── Trecho da página ──
Ikaruga (X360)

Shoot’em up que testa sua ganância.

Por Eric Fraga

Jogos de nave, lá no fundo, representam meu gênero favorito (“oficialmente” digo que são os RPGs). Talvez por tudo ter começado com Defender no Atari 2600, jogar um shoot’em up traz o máximo de nostalgia no que se refere ao ato de segurar um joystick.

Ikaruga é um shoot’em up japonês com scroll vertical lançado em 2001 pela Treasure, continuação espiritual de Radiant Silvergun e original para arcades. Foi portado para o Dreamcast em 2002, Gamecube em 2003 e, finalmente, em 2008 ganhou a versão para Xbox Live Arcade. Não estou certo, mas acredito que o port mais conhecido seria o do Dreamcast, talvez porque o jogo original foi desenvolvido para a placa SEGA NAOMI (mesmo hardware do Dreamcast) nos arcades e também por ter sido lançado no Japão após a morte oficial do querido último console da SEGA.

Para quem não conhece, o gameplay deste jogo é divisor de águas para o gênero – que curiosamente nunca morreu mas infelizmente após o final da década de 90 teve poucos lançamentos e está fora dos holofotes. A idéia é genial e simples: sua nave possui duas polaridades: uma branca e outra preta. Você alterna entre elas pressionando um botão. Quando “Ikaruga” ou “Ginkei” (o nome das duas naves controláveis pelo jogador) está branca, não é atingida pelos tiros brancos e a potência do seu tiro branco num alvo preto é dobrada. Claro, tudo se inverte quando se polariza a nave. Também, quando sua nave é atingida por um tiro da mesma polaridade, ela absorve a carga para um supertiro teleguiado que pode ser disparado quando desejar. Quando você destrói um alvo da mesma cor de sua polaridade, ele despeja sua carga na direção de sua nave e você deve tentar pegar o máximo possível. Quando o alvo é da polaridade inversa, ele simplesmente não despeja nada. No topo disso tudo, tem a “chain”: destruir 3 alvos da mesma cor de cada vez, sem perder a sequência, te dá muitos, muitos pontos. E pontos neste jogo, no modo original, é importante até pra finalizá-lo pois só se ganha a primeira vida extra com 3 milhões de pontos.

Joguei-o inicialmente no console da SEGA em 2006. Recentemente, adquiri a versão para Xbox 360, disponível na Xbox Live Arcade. A motivação inicial desta compra foi puramente técnica: o jogo fica mais bonito na LCD por conta da conexão HDMI do X360. Pronto. Fora isso, é exatamente o mesmo jogo.

Clique para ver em alta resolução.

Então… me enganei. O jogo é outro. E o motivo é a rede da Microsoft.
───
── Trecho dos dados ──
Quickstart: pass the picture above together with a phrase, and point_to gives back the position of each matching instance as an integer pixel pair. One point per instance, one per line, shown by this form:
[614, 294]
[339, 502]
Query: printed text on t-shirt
───
▶ _Tarefas_:
a - Responda com base no texto sobre Ikaruga:
(i) Em que ano o jogo foi portado para o Gamecube?
(ii) No modo original, com quantos pontos se ganha a primeira vida extra?
(iii) Onde e em que ano o autor jogou Ikaruga pela primeira vez?
b - Escreva a continuação do texto sobre Ikaruga, a partir da última frase.
Não é preciso usar o material para responder.

▶ _Respostas finais_:
a -
(i) Em 2003.
(ii) Com 3 milhões de pontos.
(iii) No console da SEGA, em 2006.

b -
Arcade, Dreamcast e Gamecube são “plataformas offline” – a pontuação do jogo é armazenada apenas no console/arcade onde se está jogando. A partir da geração 8-bits, a maioria dos gamers deixou de perseguir pontuação – o objetivo único era vencer o jogo, chegar ao final – poucos olhavam a pontuação que conseguiu. Durante a era Atari, até porque 99% dos jogos não tinham final, o lance era “zerar” o jogo – ou seja, atingir um escore tão alto que o jogo revertia a contagem para zero e a pontuação recomeçava. A pontuação era o medidor mais importante da capacidade do jogador. Até hoje, aqui no Brasil pelo menos, muitos gamers ainda costumam se referir a um jogo terminado como “zerado” – a expressão ganhou novo significado e permaneceu. Meu irmão costumava anotar seus escores de River Raid, Enduro e Defender na própria embalagem do nosso videogame (!). Depois de um tempo, os escores foram para um caderninho.

Este “caderninho”, na Live, é o leaderboards. Fazendo uso deste recurso, você passa a se posicionar num escore global, de todos os jogadores que compraram Ikaruga. As pontuações são divididas de acordo com os modos de jogo (easy, normal, hard e outros) e com alguns filtros (escores globais, semanais, e dos amigos somente).

Aí é que entra a tal “ganância”: lembra da chain? Pois então, manter a tal sequência aumenta a dificuldade de diversos momentos do jogo que são relativamente fáceis quando não se preocupa em destruir os alvos mantendo a tal chain. Está lá você, feliz por ter chegado na terceira fase (são apenas 5) sem perder nenhuma vida, e com uma excelente pontuação; você se empolga por ter conseguido passar os 20% iniciais da fase mantendo uma chain perfeita. Então chega um momento daqueles difíceis, cheio de tiros e inimidos na tela; e aí? Vai parar ou vai continuar? Tento manter a chain e me arrisco horrores a perder uma preciosa vida ou faço a estratégia que me ajuda passar o momento sem morrer? Essa dúvida paira toda hora enquanto jogo Ikaruga – por causa do leaderboard online. No Dreamcast, eu nem tinha ligado pra isso, sequer sabia como funcionava a chain… queria chegar mais longe no jogo e, quem sabe, “zerá-lo”. Irônico: literalmente, aquele nem era o objetivo.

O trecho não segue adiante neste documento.